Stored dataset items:
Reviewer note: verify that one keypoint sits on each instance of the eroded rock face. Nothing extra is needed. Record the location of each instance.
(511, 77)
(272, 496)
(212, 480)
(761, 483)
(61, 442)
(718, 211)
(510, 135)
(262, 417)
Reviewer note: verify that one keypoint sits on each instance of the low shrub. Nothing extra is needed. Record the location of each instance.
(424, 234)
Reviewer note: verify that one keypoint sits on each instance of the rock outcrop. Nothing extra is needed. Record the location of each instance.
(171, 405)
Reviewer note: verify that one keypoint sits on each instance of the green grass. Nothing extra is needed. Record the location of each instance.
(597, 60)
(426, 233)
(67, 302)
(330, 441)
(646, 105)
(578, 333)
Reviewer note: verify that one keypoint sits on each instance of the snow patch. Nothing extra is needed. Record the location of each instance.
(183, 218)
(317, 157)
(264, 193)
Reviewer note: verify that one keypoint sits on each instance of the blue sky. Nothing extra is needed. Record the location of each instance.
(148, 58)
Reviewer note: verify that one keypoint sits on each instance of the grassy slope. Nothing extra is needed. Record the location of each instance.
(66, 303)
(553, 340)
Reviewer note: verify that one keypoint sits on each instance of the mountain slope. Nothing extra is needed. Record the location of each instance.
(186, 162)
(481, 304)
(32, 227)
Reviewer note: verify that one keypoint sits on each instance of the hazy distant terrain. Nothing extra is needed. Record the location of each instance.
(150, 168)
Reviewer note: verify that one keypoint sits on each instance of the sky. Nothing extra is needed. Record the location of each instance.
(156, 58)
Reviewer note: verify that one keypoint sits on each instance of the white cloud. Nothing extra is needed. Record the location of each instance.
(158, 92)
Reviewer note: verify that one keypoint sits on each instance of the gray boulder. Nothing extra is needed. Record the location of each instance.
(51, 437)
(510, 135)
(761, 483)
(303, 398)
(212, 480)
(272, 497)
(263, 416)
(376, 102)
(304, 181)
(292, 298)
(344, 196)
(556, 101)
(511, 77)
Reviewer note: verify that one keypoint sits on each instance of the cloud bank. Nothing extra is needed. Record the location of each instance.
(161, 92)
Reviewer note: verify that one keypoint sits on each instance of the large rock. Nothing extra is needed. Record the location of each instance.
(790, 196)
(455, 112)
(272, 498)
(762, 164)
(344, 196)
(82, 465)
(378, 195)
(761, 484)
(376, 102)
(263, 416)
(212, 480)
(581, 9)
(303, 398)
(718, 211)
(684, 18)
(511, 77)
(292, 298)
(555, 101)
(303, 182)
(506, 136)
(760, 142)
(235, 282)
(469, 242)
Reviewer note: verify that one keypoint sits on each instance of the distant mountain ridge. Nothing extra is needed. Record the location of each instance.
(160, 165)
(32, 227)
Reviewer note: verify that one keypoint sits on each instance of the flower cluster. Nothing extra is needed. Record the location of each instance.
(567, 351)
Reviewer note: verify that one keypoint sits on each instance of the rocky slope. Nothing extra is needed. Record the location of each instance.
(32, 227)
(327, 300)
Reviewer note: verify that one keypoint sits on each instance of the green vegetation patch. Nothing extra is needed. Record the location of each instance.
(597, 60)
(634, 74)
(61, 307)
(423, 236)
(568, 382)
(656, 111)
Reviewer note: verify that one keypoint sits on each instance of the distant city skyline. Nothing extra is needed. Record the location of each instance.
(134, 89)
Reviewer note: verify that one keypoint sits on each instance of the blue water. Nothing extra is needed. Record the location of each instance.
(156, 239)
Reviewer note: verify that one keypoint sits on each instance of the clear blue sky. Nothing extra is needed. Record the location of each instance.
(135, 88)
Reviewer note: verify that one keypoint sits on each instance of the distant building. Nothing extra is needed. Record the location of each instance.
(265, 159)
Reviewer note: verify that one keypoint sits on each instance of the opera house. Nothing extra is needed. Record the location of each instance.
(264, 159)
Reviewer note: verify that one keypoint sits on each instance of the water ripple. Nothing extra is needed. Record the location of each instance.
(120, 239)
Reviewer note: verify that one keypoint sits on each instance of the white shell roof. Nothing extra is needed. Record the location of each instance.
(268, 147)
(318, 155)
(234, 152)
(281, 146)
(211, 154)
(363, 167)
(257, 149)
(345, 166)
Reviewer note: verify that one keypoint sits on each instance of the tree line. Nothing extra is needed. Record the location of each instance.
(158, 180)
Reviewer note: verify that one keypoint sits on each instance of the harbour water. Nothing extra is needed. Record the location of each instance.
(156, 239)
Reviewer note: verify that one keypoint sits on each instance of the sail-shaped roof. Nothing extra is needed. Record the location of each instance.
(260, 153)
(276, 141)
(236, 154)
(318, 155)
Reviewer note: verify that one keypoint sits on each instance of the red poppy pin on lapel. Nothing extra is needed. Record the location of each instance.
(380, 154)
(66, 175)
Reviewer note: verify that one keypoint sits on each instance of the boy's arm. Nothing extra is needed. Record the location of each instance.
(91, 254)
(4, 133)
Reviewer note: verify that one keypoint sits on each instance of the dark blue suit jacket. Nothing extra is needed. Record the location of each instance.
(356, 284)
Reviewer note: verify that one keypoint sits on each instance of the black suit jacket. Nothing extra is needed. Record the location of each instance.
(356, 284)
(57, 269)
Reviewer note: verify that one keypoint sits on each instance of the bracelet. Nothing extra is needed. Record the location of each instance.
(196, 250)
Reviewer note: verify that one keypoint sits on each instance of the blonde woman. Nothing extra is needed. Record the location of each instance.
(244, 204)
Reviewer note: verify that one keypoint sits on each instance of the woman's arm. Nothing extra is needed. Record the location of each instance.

Aim of the exercise:
An exact copy of every record is needed; write it out in full.

Completed task:
Reviewer note: verify that one keypoint sits on each instance of the eroded rock face. Nothing extra is needed. Record the location of each instance.
(511, 77)
(272, 496)
(212, 480)
(761, 483)
(61, 442)
(718, 211)
(510, 135)
(262, 417)
Reviewer note: verify that one keypoint sits on each instance of the low shrub. Nothing extra is needed. Record the location of each instance.
(424, 234)
Reviewer note: verify that one keypoint sits on each instance of the rock outcrop. Nothing extra is needed. Record the location of each instance.
(171, 405)
Reviewer note: verify that one keypoint sits on each instance of the green grass. Nothing extra is needed. Record the location of each instance.
(597, 60)
(426, 233)
(67, 302)
(330, 441)
(646, 105)
(578, 333)
Reviewer note: verify that one keypoint sits on each instance of the snow patch. Nothing extra is needed. Record the location of each instance.
(183, 218)
(317, 157)
(264, 193)
Reviewer note: verify that one keypoint sits on each instance of the blue sky. Nothing extra is needed. Record the location of each instance.
(148, 58)
Reviewer note: verify that one keypoint sits on each instance of the grassy slope. Nothing extra is needed. Record the location of each instance.
(66, 303)
(553, 340)
Reviewer note: verify that one keypoint sits on each instance of the mountain slope. Nothing extra is needed. Record the location of each instance.
(186, 162)
(481, 304)
(32, 227)
Reviewer note: verify that one keypoint sits on each instance of the hazy distant terrain. Nothing extra is needed. Record the location of each instance.
(150, 168)
Reviewer note: verify that one keypoint sits on each instance of the sky. Nothing extra is needed. Record the location of each instance.
(156, 58)
Reviewer note: verify that one keypoint sits on each instance of the white cloud. Nothing extra is needed. Record the location of each instance.
(158, 92)
Reviewer note: verify that one keypoint sits on each instance of the gray boulder. Nothing extra is needed. Record the location of each instance.
(51, 437)
(510, 135)
(761, 483)
(303, 398)
(212, 480)
(272, 497)
(263, 416)
(376, 102)
(304, 181)
(292, 298)
(344, 196)
(556, 101)
(511, 77)
Reviewer note: verify that one keypoint sits on each instance of the cloud bank. Nothing extra is needed. Record the location of each instance.
(161, 92)
Reviewer note: verify that one keypoint sits on each instance of the large rock. Nothing extra is needed. Record the location of each instance.
(790, 196)
(455, 112)
(272, 498)
(762, 164)
(344, 196)
(82, 465)
(378, 195)
(761, 484)
(376, 102)
(263, 416)
(212, 480)
(581, 9)
(303, 398)
(718, 211)
(684, 18)
(511, 77)
(292, 298)
(555, 101)
(303, 182)
(506, 136)
(760, 142)
(235, 282)
(469, 242)
Reviewer note: verify that one keypoint sits on each instance of the distant mountain ridge. Nothing extra is needed. Record the location of each instance.
(160, 165)
(32, 227)
Reviewer note: verify that one keypoint sits on each instance of the flower cluster. Nothing extra is needed. Record the location of each instance.
(567, 351)
Reviewer note: verify that one keypoint sits on each instance of the rocky slope. Nothing extra is needed. Record the location of each instance.
(32, 227)
(327, 300)
Reviewer note: verify that one keypoint sits on each instance of the green vegetation patch. Nothing extra is needed. Record the location of each instance.
(597, 60)
(634, 74)
(61, 307)
(423, 236)
(568, 382)
(656, 111)
Reviewer note: verify that one keypoint sits on each instance of the distant city skyline. Nothing extra is needed. Record the location of each instance.
(134, 89)
Reviewer note: verify that one keypoint sits on each instance of the blue water. Nothing extra is needed. Record the location of each instance.
(156, 239)
Reviewer note: verify that one keypoint sits on each instance of the clear blue sky. Nothing extra is needed. Record the location of each instance.
(135, 88)
Reviewer note: verify that one keypoint sits on each instance of the distant building. Nothing extra is needed. Record the location of each instance.
(265, 159)
Reviewer note: verify that one keypoint sits on each instance of the opera house. Nothing extra is needed. Record the location of each instance.
(264, 159)
Reviewer note: verify that one keypoint sits on each instance of the water ripple. Nothing extra is needed. Record the location of each instance.
(120, 239)
Reviewer note: verify that one keypoint sits on each instance of the white shell roof. Nothing extra is needed. Record the location of each instance.
(268, 147)
(318, 155)
(234, 152)
(281, 146)
(211, 154)
(363, 167)
(257, 149)
(345, 166)
Reviewer note: verify that one keypoint sits on each instance of the tree line. Nothing extra is needed. Record the location of each instance.
(158, 180)
Reviewer note: verify that one keypoint sits on each instance of the harbour water. Nothing extra is needed. Record the location of each instance.
(156, 239)
Reviewer note: verify that one keypoint sits on each instance of the sail-shaped roof. Nothing extra is needed. Record the location of each instance.
(260, 153)
(276, 141)
(236, 154)
(318, 155)
Reviewer note: verify that one keypoint sits on each instance of the red poppy pin on lapel. Nothing extra is needed. Record the location of each instance.
(380, 154)
(66, 175)
Reviewer note: verify that one keypoint sits on each instance of the boy's arm. Nothing extra is needed. Record the location of each instance.
(91, 254)
(4, 133)
Reviewer note: verify that one keypoint sits on each instance of the dark blue suit jacket. Nothing extra is needed. Record the location of each instance.
(356, 284)
Reviewer note: verify that one keypoint sits on each instance of the black suit jacket. Nothing extra is needed. Record the location of each instance.
(356, 284)
(57, 269)
Reviewer note: verify that one keypoint sits on each instance of the bracelet. Nothing extra is needed. Record the location of each instance.
(196, 250)
Reviewer note: verify that one keypoint sits on each instance of the blonde woman. Nothing extra is needed. Record the location of each instance.
(244, 204)
Reviewer note: verify that one keypoint sits on each instance of the woman's arm. Nothing extra is needed. Record the location of each instance.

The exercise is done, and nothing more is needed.